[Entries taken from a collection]

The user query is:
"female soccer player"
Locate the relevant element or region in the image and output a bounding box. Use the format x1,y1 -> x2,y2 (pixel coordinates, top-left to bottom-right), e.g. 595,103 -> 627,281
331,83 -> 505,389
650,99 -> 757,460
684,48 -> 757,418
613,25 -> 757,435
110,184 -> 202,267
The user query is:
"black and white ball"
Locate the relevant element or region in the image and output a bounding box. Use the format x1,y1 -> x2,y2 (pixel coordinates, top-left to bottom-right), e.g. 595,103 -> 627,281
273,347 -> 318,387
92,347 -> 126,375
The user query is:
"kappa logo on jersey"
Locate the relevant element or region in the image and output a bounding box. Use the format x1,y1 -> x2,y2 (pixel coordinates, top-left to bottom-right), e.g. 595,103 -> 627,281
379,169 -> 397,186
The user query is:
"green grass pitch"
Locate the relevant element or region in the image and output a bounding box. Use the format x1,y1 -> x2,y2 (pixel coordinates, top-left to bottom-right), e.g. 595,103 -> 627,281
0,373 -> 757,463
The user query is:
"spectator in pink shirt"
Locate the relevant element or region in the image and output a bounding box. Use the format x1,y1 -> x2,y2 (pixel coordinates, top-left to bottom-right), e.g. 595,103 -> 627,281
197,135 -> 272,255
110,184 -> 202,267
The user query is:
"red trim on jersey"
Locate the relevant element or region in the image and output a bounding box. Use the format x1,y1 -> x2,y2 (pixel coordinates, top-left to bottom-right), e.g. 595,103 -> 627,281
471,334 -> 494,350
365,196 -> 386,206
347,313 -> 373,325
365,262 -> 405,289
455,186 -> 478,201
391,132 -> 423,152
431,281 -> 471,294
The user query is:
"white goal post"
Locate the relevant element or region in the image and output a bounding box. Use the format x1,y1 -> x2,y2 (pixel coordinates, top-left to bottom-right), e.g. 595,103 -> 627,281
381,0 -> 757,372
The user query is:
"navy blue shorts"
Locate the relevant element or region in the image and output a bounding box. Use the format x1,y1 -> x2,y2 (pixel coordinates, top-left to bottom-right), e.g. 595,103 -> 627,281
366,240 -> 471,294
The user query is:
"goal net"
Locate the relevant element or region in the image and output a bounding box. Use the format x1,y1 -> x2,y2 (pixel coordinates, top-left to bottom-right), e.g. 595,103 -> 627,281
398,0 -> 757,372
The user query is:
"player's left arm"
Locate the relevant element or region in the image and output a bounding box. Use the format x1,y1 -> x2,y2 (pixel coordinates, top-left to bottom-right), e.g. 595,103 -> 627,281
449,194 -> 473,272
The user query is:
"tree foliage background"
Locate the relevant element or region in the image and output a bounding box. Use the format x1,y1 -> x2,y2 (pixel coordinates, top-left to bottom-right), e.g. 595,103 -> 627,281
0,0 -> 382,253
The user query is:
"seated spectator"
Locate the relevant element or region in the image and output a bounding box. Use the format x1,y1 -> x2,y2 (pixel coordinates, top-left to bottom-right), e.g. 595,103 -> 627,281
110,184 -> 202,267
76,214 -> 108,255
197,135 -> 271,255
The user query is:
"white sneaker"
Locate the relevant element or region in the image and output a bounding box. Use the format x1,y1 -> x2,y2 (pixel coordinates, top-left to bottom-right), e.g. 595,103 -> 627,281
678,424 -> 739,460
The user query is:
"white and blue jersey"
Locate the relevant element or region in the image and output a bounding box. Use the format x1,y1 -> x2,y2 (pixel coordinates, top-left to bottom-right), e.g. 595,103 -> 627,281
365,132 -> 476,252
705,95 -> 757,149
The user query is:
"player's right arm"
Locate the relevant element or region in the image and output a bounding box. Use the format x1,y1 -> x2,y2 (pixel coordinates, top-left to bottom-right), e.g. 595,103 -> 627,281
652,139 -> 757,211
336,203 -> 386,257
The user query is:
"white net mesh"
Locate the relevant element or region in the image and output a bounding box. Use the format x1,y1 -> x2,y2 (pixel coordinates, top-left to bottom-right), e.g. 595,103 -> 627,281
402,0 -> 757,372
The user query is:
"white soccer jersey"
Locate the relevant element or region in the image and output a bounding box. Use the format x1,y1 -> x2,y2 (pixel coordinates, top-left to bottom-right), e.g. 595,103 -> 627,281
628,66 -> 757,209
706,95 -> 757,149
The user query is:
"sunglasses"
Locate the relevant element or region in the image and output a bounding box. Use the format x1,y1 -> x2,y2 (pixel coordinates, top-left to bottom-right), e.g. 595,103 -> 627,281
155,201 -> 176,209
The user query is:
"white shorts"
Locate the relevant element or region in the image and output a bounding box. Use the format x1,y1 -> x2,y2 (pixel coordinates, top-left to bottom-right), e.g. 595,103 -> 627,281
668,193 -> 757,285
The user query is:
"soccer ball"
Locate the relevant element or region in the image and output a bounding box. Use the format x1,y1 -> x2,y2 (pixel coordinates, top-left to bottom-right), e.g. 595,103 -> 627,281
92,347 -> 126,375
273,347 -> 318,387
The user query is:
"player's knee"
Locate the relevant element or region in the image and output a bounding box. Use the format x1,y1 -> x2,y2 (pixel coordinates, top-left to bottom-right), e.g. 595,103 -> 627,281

**WHAT YOU WILL DO**: Pick out every line of the rows above that contains the word "blue", and copy each one.

**RIGHT ANSWER**:
"navy blue shorts"
"white and blue jersey"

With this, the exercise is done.